SOURCE TEXT:
I can’t think of any of my friends who don’t take pride in their commitment to professionalism. The majority of them work 10-12 hours a day and more than five days a week – they continue their thinking and sometimes writing over the weekends. But the signs of wear and tear are showing, and when those who work for government agencies are on salary freeze for the next few years, how can anyone blame them for re-adjusting their commitment? We are stuck in deficit thinking, and I don’t mean just the national deficit, but the more far-reaching all-around negativity which preys upon our spirits and stresses our abilities to build or create, and for that matter, even inhibits our ability to deal thoughtfully with the financial deficit. “Deficiency thinking” and its amorphous aspects, morale, trust, energy, etc., wrecks havoc in our collective system in both short and long terms.
My friends’ re-adjusting their commitment isn’t in cutting corners, shirking responsibilities, or doing just good-enough jobs. They are still committed to putting in more than 100% when they are “on,” but they are trying to cut back the “on” mode. Some of them are taking a little time off here and there. (Many have accumulated quite a bit of vacation time, and have previously lost weeks of vacation because they were “on” too much to take vacation.) A few of them push back demands from the top; yet a few more are contemplating taking early retirement, and probably find some less demanding part-time jobs. Or, they will retire as soon as they are eligible.
I have no doubt that there are still a few organizations where people are happy at work, Google comes to mind. But the number of these places seems to be shrinking around us. We often hear the advice that “you are not irreplaceable.” Or, “within a year after you are gone, the place won’t remember you or what you did.” True, but for the ones who take pride in their professionalism and are internally motivated for their work, it’s about going beyond the expectations from others. I would hazard to make this assertion: The mediocre ones who would just clock in and meet expectations or slightly above, when they leave, you won’t notice much difference. But when the top tier of really talented and committed members feel cheated or unappreciated, and start pulling back, the loss will impact all of us. Remember, by definition, half of the workforce is below average.

Stored dataset items:
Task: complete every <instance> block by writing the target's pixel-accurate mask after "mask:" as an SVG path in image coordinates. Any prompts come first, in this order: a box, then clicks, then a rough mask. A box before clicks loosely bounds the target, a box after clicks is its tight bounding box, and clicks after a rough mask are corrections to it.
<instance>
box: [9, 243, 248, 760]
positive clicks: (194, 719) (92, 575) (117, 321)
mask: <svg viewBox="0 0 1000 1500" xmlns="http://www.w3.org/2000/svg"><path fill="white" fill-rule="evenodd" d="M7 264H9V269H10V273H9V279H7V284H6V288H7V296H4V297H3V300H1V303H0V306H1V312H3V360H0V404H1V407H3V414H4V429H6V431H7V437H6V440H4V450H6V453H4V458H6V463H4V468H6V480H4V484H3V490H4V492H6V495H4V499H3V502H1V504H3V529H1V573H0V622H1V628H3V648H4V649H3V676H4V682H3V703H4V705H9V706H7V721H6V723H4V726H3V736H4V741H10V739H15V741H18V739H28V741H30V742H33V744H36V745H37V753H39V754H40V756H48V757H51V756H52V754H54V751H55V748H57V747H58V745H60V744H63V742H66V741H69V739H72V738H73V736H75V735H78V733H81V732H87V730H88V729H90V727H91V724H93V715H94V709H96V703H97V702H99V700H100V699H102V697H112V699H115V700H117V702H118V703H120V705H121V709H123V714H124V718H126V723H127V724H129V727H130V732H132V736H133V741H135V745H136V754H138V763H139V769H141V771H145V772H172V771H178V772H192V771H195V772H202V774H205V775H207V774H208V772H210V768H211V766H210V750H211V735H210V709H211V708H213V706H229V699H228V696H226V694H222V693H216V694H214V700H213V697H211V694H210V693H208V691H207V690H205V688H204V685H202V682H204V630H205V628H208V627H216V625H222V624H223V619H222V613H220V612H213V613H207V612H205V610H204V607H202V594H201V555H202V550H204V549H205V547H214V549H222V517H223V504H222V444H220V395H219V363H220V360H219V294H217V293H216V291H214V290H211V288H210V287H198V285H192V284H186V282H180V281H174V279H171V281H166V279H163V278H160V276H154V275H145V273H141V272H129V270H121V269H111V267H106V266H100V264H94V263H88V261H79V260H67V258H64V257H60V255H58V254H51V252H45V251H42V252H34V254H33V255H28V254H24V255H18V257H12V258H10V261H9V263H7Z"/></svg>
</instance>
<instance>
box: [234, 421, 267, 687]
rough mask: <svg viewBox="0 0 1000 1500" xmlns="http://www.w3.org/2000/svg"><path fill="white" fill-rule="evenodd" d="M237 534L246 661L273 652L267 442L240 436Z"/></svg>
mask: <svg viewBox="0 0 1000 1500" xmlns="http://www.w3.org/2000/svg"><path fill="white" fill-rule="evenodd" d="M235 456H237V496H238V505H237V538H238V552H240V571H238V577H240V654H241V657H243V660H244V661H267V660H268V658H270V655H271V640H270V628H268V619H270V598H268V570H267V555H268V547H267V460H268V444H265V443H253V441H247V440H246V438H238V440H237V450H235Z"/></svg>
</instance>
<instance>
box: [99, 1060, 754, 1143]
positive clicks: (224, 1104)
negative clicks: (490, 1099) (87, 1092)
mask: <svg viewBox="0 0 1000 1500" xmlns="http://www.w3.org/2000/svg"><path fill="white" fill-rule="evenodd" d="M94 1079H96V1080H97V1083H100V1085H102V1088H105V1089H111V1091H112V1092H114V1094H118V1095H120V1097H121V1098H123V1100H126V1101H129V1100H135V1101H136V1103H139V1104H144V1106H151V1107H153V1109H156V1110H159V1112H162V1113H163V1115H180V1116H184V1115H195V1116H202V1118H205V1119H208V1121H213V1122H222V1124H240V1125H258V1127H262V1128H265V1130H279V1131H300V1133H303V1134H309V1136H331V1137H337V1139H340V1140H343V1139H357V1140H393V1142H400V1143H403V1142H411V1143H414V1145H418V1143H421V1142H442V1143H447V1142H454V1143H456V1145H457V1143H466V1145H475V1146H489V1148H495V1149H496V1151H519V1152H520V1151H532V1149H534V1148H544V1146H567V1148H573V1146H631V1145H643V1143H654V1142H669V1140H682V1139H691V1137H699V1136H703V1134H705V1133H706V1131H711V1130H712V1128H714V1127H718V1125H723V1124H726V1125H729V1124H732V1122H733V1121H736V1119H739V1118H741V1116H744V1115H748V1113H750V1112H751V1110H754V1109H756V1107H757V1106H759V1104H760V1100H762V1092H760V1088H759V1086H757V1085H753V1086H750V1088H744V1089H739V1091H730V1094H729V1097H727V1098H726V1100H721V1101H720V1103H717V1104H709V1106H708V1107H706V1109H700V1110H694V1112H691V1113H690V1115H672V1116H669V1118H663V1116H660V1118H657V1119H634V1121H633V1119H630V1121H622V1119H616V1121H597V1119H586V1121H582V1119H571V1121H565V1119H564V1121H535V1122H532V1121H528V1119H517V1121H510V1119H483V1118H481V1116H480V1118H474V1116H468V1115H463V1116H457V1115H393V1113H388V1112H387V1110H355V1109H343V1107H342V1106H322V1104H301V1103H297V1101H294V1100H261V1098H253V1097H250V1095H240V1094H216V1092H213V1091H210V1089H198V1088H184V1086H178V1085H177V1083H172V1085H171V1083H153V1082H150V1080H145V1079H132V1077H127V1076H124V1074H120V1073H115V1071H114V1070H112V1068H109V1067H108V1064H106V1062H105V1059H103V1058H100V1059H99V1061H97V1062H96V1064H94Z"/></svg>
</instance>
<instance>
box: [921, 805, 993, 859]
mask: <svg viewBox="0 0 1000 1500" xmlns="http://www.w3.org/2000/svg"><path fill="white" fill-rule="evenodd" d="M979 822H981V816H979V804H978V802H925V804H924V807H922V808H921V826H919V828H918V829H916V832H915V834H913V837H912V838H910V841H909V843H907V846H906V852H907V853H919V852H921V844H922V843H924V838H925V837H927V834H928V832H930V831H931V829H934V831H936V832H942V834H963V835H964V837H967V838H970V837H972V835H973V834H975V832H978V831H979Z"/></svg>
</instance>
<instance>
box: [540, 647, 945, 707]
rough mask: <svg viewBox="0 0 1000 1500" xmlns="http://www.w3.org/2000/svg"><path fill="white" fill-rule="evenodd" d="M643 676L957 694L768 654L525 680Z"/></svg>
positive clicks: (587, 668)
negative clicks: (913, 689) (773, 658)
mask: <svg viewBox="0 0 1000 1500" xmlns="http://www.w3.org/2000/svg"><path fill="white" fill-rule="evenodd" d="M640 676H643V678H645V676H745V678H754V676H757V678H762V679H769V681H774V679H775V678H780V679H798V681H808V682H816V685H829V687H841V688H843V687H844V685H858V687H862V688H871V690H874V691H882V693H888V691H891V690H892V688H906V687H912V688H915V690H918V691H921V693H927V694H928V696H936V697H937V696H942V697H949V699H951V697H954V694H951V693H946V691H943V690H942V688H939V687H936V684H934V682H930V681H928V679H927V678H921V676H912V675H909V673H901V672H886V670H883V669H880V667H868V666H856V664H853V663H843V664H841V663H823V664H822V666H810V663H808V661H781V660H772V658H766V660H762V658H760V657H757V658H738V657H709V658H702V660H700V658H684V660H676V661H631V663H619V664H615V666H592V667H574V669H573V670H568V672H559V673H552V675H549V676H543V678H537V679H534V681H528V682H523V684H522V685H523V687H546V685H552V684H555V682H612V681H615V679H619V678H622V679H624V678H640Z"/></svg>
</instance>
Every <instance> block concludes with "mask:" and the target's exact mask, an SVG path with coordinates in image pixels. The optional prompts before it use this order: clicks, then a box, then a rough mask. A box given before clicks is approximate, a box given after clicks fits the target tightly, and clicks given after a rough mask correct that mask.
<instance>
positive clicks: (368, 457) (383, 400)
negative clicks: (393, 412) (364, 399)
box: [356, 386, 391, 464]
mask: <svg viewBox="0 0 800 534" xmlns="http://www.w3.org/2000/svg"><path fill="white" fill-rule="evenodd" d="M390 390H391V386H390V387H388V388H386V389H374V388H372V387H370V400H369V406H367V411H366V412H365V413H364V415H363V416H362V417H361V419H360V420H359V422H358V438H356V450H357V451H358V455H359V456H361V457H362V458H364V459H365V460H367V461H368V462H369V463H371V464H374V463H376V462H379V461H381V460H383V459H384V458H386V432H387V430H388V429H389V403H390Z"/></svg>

TASK DESCRIPTION:
Answer these questions about the essay on professional commitment:
(a) How many hours a day does the majority of the writer's friends work?
(b) Which organization does the writer name as one where people are still happy at work?
(c) What have many of the friends previously lost by being "on" too much?

RESULT OF THIS EXERCISE:
(a) 10-12 hours a day.
(b) Google.
(c) Weeks of vacation.